=== SOURCE DATA ===

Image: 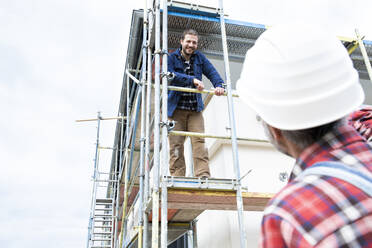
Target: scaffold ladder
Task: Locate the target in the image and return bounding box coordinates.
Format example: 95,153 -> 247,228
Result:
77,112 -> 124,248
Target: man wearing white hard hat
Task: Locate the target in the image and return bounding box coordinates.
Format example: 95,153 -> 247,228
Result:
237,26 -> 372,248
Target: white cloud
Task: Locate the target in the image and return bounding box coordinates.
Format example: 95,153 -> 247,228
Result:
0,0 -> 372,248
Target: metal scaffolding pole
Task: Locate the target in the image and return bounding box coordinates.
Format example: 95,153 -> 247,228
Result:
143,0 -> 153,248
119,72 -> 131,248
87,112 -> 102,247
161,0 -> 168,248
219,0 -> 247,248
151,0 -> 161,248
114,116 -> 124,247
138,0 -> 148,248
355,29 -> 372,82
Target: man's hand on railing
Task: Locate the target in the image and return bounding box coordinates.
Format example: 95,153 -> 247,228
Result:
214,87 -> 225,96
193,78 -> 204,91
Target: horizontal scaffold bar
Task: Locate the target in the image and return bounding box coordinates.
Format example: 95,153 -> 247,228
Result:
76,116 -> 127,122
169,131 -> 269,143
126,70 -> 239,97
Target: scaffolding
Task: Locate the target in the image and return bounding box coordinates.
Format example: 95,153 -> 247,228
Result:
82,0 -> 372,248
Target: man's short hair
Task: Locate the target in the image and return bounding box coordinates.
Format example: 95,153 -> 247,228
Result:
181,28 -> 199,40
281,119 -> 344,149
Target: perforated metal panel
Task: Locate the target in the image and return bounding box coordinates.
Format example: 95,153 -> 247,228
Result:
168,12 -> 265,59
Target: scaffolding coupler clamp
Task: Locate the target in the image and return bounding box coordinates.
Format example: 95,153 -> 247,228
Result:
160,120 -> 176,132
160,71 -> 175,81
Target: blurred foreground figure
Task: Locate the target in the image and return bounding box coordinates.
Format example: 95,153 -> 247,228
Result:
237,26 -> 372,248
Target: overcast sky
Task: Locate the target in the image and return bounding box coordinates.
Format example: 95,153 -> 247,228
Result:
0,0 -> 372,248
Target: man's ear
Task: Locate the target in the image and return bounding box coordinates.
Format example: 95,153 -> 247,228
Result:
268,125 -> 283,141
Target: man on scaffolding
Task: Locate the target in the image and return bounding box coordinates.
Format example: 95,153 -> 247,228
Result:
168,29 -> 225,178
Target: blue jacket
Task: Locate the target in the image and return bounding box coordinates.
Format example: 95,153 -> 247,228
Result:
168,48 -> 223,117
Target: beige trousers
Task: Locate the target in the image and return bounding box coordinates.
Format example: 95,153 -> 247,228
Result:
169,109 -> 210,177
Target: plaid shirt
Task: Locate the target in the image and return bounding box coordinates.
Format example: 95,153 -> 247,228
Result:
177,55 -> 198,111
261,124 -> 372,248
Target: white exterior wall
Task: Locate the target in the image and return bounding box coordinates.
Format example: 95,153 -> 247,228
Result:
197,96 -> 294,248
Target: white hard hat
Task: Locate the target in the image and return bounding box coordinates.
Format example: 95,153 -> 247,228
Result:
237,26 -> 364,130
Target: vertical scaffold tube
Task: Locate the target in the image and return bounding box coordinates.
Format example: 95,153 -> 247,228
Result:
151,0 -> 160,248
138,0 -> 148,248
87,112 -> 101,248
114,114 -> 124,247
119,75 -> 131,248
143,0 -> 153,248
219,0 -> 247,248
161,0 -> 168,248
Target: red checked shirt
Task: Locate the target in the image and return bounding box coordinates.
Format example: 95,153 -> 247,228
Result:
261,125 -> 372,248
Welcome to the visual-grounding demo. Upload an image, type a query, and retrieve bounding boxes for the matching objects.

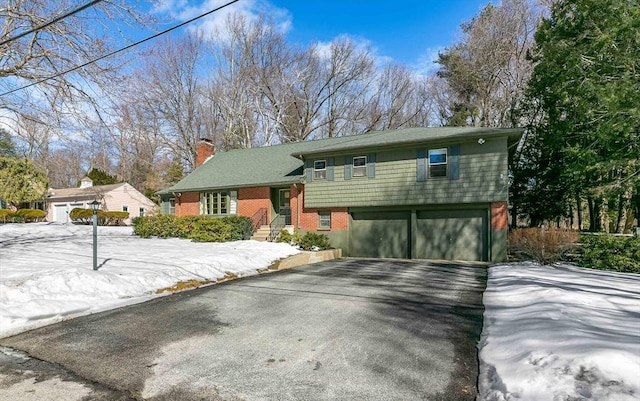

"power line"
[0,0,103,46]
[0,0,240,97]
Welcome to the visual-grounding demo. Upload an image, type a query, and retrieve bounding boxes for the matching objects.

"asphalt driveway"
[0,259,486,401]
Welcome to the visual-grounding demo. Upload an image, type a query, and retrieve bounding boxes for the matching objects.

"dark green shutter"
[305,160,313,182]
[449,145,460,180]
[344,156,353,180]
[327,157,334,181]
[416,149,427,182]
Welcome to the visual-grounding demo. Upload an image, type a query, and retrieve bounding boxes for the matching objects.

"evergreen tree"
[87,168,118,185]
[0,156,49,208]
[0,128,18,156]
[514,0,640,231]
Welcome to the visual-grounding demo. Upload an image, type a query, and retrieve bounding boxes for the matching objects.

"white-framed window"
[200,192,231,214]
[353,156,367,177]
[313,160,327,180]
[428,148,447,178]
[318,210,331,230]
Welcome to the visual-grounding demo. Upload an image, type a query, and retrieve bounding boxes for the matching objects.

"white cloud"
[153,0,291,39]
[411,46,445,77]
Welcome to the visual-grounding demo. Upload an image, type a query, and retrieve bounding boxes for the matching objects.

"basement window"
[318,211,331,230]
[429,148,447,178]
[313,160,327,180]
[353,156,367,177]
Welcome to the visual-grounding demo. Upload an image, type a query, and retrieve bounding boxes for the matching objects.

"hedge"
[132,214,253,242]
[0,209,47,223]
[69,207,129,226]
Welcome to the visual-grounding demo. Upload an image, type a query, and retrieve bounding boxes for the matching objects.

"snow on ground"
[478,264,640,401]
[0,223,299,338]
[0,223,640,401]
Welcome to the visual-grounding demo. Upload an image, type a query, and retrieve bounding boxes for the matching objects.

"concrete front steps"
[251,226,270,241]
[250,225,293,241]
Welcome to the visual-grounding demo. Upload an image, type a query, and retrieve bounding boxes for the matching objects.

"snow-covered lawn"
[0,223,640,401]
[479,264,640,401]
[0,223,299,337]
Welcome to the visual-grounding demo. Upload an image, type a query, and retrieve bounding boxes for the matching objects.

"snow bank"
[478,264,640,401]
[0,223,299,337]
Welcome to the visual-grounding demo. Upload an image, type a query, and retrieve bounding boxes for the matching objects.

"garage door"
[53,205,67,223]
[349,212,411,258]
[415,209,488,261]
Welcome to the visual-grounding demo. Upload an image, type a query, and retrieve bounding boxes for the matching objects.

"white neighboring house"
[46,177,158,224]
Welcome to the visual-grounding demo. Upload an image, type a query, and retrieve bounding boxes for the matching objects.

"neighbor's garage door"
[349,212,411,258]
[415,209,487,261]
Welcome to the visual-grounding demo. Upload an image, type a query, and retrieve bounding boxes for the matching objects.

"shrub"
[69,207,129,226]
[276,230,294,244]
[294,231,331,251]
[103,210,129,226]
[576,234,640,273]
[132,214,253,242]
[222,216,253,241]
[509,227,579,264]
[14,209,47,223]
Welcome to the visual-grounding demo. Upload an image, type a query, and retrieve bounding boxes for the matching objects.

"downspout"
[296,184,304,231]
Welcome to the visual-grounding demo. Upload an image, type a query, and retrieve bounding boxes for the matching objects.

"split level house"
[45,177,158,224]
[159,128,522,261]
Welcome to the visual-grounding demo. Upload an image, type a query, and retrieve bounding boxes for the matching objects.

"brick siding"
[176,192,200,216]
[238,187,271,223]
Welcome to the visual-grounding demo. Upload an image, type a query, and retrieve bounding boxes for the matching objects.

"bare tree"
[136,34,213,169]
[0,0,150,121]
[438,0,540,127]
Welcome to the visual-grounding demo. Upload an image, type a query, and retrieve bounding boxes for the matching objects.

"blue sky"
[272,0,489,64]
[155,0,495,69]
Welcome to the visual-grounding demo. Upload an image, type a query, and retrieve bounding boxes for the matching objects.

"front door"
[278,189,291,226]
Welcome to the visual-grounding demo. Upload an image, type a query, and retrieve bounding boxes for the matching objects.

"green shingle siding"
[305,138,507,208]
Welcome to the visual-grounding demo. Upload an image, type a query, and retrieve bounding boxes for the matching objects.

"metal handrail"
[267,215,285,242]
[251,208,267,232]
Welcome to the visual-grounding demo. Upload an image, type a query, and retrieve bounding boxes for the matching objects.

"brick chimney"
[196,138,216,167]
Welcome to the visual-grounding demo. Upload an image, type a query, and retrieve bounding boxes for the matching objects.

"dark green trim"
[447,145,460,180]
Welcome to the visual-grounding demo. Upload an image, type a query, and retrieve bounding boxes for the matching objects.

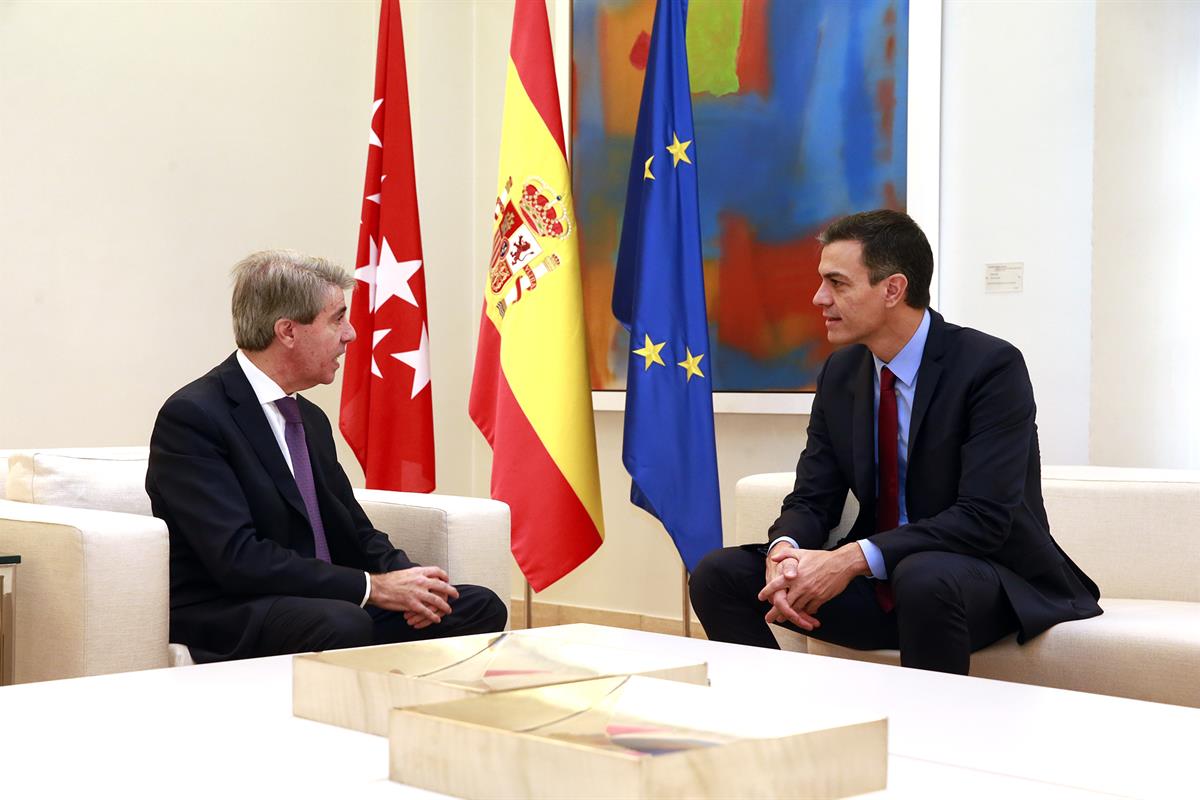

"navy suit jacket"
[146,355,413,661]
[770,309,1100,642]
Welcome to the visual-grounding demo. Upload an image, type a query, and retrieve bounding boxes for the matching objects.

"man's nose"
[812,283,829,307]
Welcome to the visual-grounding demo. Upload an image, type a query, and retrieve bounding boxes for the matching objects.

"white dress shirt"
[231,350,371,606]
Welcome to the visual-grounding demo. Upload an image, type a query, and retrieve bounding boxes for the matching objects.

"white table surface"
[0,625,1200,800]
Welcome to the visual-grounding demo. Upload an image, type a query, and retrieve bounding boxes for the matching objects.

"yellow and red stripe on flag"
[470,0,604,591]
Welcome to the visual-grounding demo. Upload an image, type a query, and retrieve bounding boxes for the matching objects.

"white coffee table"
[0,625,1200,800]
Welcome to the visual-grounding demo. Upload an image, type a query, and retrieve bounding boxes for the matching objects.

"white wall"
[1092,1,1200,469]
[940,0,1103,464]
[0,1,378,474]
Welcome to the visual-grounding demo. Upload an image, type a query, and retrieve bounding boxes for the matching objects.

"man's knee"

===

Give the lines of the material as a Markdown table with the columns No. and Line, starting at the line that contains "Target: metal scaffolding pole" and ending at the line that contains "193,78 -> 204,91". Number each row and leave out any blank lines.

• **SOLUTION TO THE PROBLEM**:
| No. | Line |
|---|---|
| 1 | Target: metal scaffolding pole |
| 2 | Task: Locate the target in the image and return bounding box coordinates. |
| 3 | Format example: 95,153 -> 247,228 |
| 4 | Result: |
| 5 | 143,0 -> 153,248 |
| 6 | 119,72 -> 131,248 |
| 7 | 87,112 -> 102,247 |
| 8 | 161,0 -> 168,248 |
| 9 | 219,0 -> 247,248 |
| 10 | 151,0 -> 161,248 |
| 11 | 114,116 -> 124,247 |
| 12 | 138,0 -> 148,248 |
| 13 | 355,29 -> 372,82 |
| 14 | Target: man's hand on railing |
| 15 | Task: Locate the target in the image and return bounding box coordinates. |
| 16 | Format example: 95,153 -> 247,228 |
| 17 | Result: |
| 18 | 214,87 -> 225,96 |
| 19 | 193,78 -> 204,91 |